- [PROVIDED TEXT]
::::::::

124. As already discussed hereinabove, Article 11.8 of the PPA entitles either party to raise a supplementary bill on the other party on account of “change in law” as provided in Article 13 and such bills are required to be paid by the either party. Article 11.8.3 of the PPA specifically provides that in the event of delay in payment of a supplementary bill by either party beyond one month from the date of billing, a late payment surcharge shall be payable at the same terms applicable to the monthly bill in Article 11.3.4. Article 11.3.4 of the PPA specifically provides a late payment surcharge to be paid by the procurer to the seller @ of 2% in excess of the applicable SBAR per annum on the amount of outstanding payment calculated on day-to-day basis (and compounded with monthly rest), for each day of the delay.

::::::::

- [DATASET EXTRACT]
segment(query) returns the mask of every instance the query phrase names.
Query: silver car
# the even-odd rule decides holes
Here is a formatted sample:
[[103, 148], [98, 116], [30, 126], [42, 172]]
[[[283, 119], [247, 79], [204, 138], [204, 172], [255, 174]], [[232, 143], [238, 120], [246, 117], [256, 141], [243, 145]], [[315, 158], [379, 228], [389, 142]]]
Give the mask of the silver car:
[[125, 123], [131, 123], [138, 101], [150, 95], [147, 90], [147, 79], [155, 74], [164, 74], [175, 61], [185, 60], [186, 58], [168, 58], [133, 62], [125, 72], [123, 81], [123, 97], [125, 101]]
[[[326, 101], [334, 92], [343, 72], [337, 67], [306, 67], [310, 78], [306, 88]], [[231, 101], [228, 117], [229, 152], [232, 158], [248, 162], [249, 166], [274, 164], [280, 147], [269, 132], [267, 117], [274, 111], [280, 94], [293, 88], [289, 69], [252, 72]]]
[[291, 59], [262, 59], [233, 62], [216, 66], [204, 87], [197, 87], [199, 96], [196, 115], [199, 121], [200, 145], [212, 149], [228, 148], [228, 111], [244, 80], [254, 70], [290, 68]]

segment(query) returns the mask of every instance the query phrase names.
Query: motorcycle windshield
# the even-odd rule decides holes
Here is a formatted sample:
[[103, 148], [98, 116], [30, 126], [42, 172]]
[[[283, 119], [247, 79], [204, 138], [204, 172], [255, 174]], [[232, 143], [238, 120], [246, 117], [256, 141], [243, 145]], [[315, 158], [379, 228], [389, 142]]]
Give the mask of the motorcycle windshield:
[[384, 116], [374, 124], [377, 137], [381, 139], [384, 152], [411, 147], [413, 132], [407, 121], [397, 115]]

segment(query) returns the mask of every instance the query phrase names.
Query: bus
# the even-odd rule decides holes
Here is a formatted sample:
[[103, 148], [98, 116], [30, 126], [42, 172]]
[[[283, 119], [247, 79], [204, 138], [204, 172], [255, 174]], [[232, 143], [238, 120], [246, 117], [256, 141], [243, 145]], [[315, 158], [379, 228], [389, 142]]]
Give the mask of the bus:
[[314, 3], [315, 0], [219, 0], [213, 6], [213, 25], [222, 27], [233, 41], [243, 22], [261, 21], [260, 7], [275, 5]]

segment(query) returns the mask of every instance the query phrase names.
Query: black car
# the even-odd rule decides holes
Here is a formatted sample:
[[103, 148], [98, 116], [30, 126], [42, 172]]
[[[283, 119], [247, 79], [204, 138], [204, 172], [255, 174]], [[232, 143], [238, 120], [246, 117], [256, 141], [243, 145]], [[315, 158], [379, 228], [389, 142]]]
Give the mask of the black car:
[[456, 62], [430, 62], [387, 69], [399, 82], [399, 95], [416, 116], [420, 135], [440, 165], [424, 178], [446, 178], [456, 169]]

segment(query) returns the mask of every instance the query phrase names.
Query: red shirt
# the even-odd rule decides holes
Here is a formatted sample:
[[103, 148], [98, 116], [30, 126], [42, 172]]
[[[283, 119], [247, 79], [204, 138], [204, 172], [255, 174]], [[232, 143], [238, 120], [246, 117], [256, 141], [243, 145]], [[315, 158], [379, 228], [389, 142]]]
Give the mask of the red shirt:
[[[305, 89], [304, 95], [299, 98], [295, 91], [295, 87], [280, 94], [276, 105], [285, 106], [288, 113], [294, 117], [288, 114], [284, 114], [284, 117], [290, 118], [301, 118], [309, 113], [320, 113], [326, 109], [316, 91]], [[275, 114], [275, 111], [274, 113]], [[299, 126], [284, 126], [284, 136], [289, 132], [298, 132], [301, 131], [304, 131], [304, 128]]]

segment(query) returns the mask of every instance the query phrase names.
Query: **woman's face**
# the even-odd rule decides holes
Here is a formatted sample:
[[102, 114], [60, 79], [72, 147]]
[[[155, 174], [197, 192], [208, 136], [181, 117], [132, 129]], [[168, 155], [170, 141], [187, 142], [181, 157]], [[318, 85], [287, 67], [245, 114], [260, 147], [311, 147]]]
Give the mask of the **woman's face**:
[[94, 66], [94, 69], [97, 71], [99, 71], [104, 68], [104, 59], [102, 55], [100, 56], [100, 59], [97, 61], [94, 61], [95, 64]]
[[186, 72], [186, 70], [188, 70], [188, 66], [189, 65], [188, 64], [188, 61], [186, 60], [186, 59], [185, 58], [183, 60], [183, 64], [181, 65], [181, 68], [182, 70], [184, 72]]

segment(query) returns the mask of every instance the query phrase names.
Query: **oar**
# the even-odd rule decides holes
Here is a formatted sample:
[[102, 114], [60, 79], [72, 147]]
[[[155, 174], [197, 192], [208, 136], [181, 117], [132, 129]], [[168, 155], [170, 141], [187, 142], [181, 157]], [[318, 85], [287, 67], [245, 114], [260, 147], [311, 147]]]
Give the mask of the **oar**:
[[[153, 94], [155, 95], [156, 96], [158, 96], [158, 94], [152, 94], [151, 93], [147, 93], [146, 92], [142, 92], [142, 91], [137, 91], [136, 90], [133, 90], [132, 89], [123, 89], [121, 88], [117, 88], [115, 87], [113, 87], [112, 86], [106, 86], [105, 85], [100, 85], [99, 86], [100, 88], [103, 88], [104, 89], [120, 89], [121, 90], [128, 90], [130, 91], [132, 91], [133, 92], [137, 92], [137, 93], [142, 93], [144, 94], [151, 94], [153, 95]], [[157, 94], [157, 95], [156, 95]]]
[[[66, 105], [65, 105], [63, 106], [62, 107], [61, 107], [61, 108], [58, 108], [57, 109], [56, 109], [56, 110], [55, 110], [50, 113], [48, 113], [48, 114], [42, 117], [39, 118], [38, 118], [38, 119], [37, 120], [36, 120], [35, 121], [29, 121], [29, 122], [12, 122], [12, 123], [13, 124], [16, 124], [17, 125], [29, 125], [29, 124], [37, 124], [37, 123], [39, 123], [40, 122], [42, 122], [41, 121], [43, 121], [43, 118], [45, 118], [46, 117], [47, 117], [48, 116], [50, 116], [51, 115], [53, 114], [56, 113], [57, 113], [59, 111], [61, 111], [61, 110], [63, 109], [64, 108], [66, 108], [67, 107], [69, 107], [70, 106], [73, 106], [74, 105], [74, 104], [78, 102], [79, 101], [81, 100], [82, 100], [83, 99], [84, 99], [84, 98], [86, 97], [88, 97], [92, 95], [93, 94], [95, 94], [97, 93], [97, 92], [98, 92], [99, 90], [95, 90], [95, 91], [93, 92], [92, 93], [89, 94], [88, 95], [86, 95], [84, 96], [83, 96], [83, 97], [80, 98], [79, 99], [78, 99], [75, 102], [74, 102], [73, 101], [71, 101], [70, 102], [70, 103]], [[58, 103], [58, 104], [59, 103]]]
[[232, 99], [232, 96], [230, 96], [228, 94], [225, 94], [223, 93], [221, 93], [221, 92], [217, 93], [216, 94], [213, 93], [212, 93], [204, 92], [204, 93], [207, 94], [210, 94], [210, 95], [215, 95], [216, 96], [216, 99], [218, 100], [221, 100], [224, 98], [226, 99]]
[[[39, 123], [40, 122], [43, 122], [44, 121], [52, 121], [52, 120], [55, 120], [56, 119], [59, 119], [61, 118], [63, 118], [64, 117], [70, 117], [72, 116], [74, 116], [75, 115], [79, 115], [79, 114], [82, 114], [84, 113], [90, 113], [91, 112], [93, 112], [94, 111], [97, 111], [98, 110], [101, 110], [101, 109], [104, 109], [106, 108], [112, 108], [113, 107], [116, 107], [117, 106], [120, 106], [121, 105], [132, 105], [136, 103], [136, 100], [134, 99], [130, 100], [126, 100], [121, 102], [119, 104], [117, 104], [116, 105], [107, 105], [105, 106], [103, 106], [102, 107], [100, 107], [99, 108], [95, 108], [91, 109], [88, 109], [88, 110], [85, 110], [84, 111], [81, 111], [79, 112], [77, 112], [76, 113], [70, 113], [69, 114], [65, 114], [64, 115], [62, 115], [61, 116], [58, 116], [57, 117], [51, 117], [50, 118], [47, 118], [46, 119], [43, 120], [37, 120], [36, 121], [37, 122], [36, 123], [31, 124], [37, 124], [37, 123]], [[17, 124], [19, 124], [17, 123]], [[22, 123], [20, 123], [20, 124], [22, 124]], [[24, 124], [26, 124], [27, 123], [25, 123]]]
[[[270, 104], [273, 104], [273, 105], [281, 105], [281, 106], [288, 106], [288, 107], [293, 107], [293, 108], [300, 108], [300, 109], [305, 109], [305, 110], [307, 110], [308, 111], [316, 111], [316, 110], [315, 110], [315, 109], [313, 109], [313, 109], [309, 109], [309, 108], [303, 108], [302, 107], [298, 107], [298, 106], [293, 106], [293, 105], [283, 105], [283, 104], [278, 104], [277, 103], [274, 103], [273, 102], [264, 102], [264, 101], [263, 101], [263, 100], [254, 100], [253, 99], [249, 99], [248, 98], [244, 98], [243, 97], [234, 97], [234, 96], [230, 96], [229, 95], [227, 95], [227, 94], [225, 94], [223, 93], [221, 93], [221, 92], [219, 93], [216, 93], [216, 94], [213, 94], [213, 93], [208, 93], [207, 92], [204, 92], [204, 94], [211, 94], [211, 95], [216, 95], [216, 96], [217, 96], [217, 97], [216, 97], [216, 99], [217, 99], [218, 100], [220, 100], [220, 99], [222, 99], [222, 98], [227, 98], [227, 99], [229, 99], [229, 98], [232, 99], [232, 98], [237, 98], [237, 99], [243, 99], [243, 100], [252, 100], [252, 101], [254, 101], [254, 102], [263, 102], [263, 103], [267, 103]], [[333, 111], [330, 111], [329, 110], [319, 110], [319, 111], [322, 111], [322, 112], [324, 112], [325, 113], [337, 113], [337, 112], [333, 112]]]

::::::::

From the passage on late payment surcharges for supplementary bills, set down word for word the part that begins with the words containing "124. As already" and ends with "of the delay.".

- [SOLUTION]
124. As already discussed hereinabove, Article 11.8 of the PPA entitles either party to raise a supplementary bill on the other party on account of “change in law” as provided in Article 13 and such bills are required to be paid by the either party. Article 11.8.3 of the PPA specifically provides that in the event of delay in payment of a supplementary bill by either party beyond one month from the date of billing, a late payment surcharge shall be payable at the same terms applicable to the monthly bill in Article 11.3.4. Article 11.3.4 of the PPA specifically provides a late payment surcharge to be paid by the procurer to the seller @ of 2% in excess of the applicable SBAR per annum on the amount of outstanding payment calculated on day-to-day basis (and compounded with monthly rest), for each day of the delay.